### EXERCISE DIRECTIONS
The word "this" occurs in some of the lines below; copy each of those lines.

### Point localization data
..............................

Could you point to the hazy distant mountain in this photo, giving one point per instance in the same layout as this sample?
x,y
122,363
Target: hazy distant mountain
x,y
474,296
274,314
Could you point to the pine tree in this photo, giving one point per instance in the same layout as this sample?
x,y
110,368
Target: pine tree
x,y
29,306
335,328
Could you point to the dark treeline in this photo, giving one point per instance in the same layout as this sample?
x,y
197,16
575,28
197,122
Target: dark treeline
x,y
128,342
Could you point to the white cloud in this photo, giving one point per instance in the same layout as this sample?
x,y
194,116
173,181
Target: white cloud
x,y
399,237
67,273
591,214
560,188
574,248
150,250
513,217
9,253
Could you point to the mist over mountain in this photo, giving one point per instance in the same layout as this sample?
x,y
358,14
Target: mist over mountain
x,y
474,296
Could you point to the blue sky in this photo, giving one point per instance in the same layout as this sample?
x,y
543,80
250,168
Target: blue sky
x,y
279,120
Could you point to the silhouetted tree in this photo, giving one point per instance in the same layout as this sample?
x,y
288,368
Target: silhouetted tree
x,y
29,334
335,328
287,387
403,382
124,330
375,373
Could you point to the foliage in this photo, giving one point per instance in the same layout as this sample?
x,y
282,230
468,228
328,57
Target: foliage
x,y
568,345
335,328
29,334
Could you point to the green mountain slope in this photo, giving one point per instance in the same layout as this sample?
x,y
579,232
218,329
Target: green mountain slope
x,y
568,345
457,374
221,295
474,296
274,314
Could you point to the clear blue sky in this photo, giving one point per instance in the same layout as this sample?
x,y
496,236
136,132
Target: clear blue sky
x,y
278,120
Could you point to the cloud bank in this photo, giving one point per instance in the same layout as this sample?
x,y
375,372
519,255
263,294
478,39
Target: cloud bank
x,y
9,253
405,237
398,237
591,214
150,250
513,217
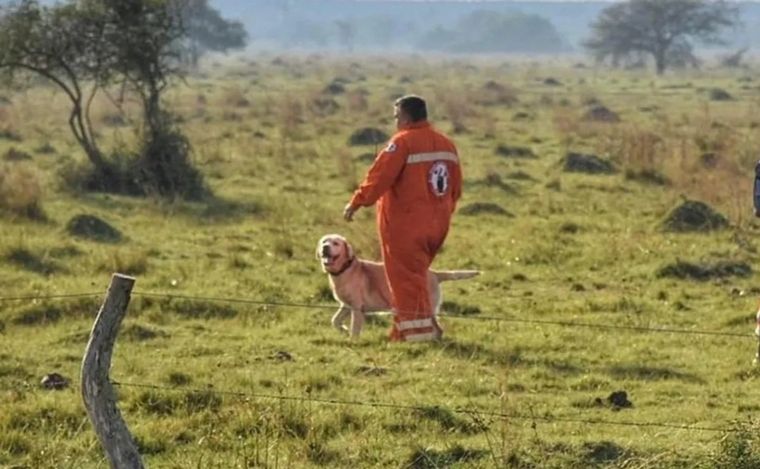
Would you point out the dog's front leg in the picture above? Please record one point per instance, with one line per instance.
(340, 317)
(357, 322)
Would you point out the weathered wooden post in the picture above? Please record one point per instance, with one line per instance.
(97, 391)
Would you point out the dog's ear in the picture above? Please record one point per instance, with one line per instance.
(319, 248)
(349, 249)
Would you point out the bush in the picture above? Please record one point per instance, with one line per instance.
(20, 191)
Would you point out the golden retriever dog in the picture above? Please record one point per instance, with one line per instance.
(360, 286)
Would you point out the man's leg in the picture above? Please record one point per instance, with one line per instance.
(406, 267)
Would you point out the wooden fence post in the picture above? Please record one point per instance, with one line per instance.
(97, 391)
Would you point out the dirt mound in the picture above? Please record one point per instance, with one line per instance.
(693, 216)
(325, 106)
(368, 136)
(336, 87)
(489, 208)
(54, 381)
(689, 271)
(600, 113)
(514, 152)
(16, 155)
(93, 228)
(587, 163)
(719, 94)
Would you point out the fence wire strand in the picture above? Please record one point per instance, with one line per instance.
(422, 408)
(286, 304)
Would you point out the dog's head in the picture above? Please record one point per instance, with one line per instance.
(334, 252)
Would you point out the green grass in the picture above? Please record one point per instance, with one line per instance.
(577, 247)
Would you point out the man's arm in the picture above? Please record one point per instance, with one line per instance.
(380, 177)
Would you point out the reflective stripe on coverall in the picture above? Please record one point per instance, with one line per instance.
(416, 181)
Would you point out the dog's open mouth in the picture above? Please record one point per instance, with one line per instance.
(328, 260)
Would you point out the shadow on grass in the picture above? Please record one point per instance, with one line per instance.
(424, 458)
(514, 357)
(27, 260)
(50, 313)
(648, 373)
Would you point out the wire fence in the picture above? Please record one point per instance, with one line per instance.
(424, 408)
(473, 317)
(544, 417)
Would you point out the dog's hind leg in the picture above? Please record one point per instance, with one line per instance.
(340, 317)
(357, 321)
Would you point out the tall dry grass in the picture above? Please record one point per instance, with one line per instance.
(21, 191)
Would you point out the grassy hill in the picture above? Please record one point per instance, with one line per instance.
(227, 357)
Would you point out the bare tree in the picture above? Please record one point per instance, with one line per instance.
(65, 45)
(83, 46)
(663, 29)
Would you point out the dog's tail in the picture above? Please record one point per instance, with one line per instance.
(445, 275)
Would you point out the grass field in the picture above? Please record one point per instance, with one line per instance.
(233, 384)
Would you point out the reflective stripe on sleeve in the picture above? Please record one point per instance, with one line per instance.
(415, 324)
(432, 156)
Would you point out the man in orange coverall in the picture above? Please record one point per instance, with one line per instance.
(416, 181)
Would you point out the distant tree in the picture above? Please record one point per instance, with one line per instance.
(663, 29)
(83, 46)
(148, 39)
(66, 45)
(208, 31)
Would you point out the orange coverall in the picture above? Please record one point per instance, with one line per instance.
(416, 181)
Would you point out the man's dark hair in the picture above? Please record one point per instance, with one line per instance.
(413, 106)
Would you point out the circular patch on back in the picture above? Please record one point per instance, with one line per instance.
(439, 178)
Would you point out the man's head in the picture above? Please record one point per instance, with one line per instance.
(409, 109)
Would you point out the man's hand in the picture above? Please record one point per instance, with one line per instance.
(348, 212)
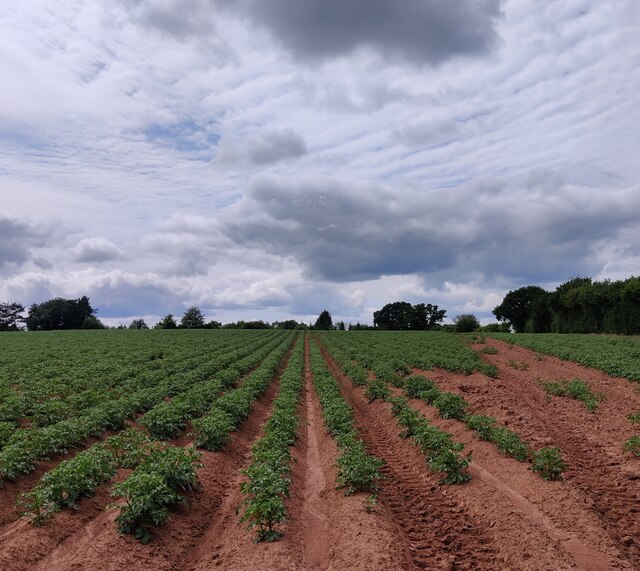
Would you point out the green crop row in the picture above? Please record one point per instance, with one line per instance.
(155, 485)
(357, 470)
(213, 430)
(27, 446)
(167, 419)
(80, 476)
(268, 480)
(618, 356)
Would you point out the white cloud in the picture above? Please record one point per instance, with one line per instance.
(97, 249)
(186, 154)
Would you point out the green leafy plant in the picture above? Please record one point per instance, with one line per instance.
(632, 445)
(548, 463)
(370, 503)
(377, 389)
(509, 443)
(488, 350)
(450, 405)
(484, 426)
(518, 365)
(634, 418)
(575, 389)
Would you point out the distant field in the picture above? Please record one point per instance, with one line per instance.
(618, 356)
(350, 450)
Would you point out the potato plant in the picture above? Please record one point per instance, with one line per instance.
(357, 470)
(154, 486)
(575, 389)
(267, 482)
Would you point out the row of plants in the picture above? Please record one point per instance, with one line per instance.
(79, 477)
(156, 485)
(25, 447)
(547, 461)
(213, 430)
(618, 356)
(442, 453)
(167, 419)
(357, 470)
(40, 394)
(268, 480)
(575, 389)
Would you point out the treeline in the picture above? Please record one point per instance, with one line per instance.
(580, 305)
(403, 315)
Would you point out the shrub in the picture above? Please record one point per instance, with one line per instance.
(451, 405)
(213, 431)
(510, 443)
(357, 470)
(147, 497)
(575, 389)
(483, 425)
(548, 463)
(377, 389)
(634, 418)
(633, 445)
(414, 385)
(466, 323)
(489, 351)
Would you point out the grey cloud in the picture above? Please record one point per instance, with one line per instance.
(96, 250)
(17, 239)
(422, 31)
(180, 19)
(430, 133)
(268, 146)
(536, 229)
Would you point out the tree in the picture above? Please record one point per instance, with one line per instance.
(59, 313)
(396, 315)
(466, 323)
(426, 317)
(403, 315)
(517, 306)
(167, 322)
(192, 319)
(10, 316)
(324, 321)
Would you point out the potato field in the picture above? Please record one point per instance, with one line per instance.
(283, 450)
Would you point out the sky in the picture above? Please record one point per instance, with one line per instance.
(268, 159)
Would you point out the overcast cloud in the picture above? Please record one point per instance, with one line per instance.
(265, 159)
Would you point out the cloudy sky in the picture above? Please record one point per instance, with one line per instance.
(266, 159)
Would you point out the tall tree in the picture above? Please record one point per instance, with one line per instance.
(324, 321)
(10, 316)
(192, 319)
(59, 313)
(396, 315)
(517, 306)
(403, 315)
(167, 322)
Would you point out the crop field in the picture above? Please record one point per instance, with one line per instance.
(240, 449)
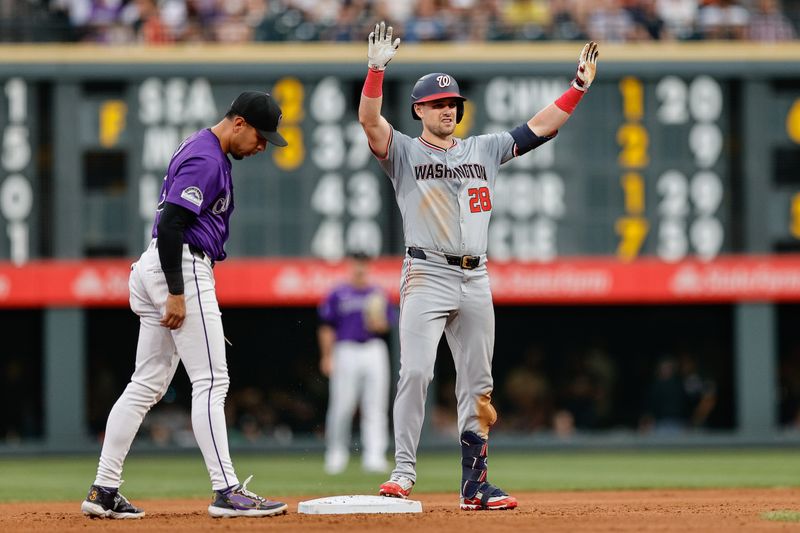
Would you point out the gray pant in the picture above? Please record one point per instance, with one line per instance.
(436, 297)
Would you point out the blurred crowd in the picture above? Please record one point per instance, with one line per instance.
(238, 21)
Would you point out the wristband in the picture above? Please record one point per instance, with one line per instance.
(373, 85)
(568, 101)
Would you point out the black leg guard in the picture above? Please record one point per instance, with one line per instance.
(473, 463)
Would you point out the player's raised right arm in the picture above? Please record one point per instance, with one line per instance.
(381, 51)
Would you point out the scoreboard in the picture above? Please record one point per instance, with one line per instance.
(663, 159)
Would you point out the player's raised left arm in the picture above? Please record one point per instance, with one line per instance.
(381, 51)
(550, 119)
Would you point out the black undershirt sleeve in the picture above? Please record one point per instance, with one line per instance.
(173, 222)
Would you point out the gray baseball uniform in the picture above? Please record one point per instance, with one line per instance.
(445, 201)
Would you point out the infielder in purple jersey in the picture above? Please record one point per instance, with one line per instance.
(172, 291)
(354, 356)
(444, 189)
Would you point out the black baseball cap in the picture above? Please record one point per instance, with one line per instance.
(262, 112)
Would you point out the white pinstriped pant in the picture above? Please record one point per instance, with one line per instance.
(199, 344)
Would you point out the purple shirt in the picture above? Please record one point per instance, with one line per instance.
(343, 310)
(199, 179)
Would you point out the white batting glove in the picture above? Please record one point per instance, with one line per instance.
(587, 67)
(381, 47)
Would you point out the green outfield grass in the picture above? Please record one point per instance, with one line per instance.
(178, 476)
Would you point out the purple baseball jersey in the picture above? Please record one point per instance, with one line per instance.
(343, 309)
(199, 179)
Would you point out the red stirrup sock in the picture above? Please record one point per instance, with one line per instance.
(568, 101)
(373, 85)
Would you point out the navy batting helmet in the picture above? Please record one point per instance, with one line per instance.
(436, 86)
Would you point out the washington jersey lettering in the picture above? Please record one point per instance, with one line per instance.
(445, 195)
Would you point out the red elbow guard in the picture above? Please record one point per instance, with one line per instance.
(568, 101)
(373, 85)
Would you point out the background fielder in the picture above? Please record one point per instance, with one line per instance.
(172, 291)
(355, 357)
(444, 188)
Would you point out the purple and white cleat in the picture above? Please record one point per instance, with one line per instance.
(238, 501)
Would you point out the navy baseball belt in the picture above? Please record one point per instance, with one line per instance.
(195, 251)
(200, 254)
(467, 262)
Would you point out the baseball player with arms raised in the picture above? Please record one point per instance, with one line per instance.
(444, 190)
(172, 291)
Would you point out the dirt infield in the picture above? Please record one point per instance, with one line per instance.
(658, 510)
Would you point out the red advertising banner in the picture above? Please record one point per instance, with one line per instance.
(303, 282)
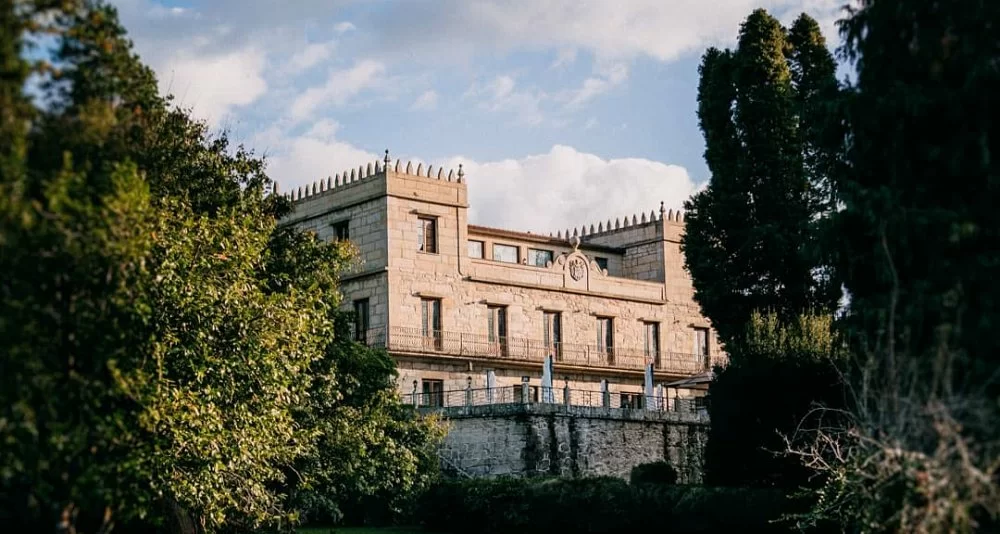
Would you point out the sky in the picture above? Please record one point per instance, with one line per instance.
(562, 112)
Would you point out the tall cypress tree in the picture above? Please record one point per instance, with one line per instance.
(752, 233)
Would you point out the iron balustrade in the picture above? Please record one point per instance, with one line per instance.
(415, 340)
(520, 394)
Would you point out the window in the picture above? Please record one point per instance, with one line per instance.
(476, 249)
(497, 330)
(505, 253)
(430, 321)
(361, 320)
(341, 230)
(701, 345)
(532, 392)
(606, 337)
(433, 393)
(632, 401)
(427, 234)
(652, 342)
(538, 257)
(553, 334)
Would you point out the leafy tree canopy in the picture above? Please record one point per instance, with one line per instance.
(752, 236)
(168, 354)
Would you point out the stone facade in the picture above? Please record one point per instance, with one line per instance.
(553, 440)
(463, 306)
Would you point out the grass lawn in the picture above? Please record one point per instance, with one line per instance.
(360, 530)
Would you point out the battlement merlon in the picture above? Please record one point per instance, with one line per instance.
(379, 179)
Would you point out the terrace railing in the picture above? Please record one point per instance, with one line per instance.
(415, 340)
(552, 395)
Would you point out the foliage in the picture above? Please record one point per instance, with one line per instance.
(595, 505)
(752, 236)
(374, 453)
(653, 473)
(168, 356)
(783, 374)
(919, 239)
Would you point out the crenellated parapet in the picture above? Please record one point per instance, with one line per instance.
(373, 170)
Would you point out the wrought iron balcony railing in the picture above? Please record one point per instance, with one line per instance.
(414, 340)
(521, 394)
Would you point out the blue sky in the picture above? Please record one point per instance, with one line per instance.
(563, 112)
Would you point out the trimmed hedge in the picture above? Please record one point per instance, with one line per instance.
(653, 473)
(591, 505)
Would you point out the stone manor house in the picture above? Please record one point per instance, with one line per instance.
(599, 315)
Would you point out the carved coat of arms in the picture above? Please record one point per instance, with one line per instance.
(577, 269)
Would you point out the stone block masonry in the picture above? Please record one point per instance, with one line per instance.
(572, 441)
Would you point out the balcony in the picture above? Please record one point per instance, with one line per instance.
(528, 394)
(445, 343)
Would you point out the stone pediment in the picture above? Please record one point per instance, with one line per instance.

..............................

### ANSWER BOX
Could you point to the hazy distant mountain in this photo, giving one point per instance in the same layout as this sample?
Could you point to the pine tree in this photo, giving one point per instance in the same layout as this sample?
Could you point to the dark treeline in this photo, giving one point per instance in the same layout as this sample?
Could you point to the white cloud in this photo, giving one point per instance in the same layout as this sample?
Could you point to the mist over mountain in this photo, giving one point per instance in the same layout as this sample?
Could you point to the blue sky in this photo, giving one point per instance in the same layout as this sample?
Could you point to the silhouetted tree in this photo, giving one point per instance in the same layout as this sample?
Could you point to the foliage in this photo, giving one point per instance in the same layout as this sample?
Could you point to the green mountain slope in this photo, giving one point per instance in the same layout as this sample?
Could you point to the clear blue sky in this photo, giving one point per instance in the same layout as this sample?
Could you point to the cloud bank in this photo, giving one point per instance in the same layout as this sample?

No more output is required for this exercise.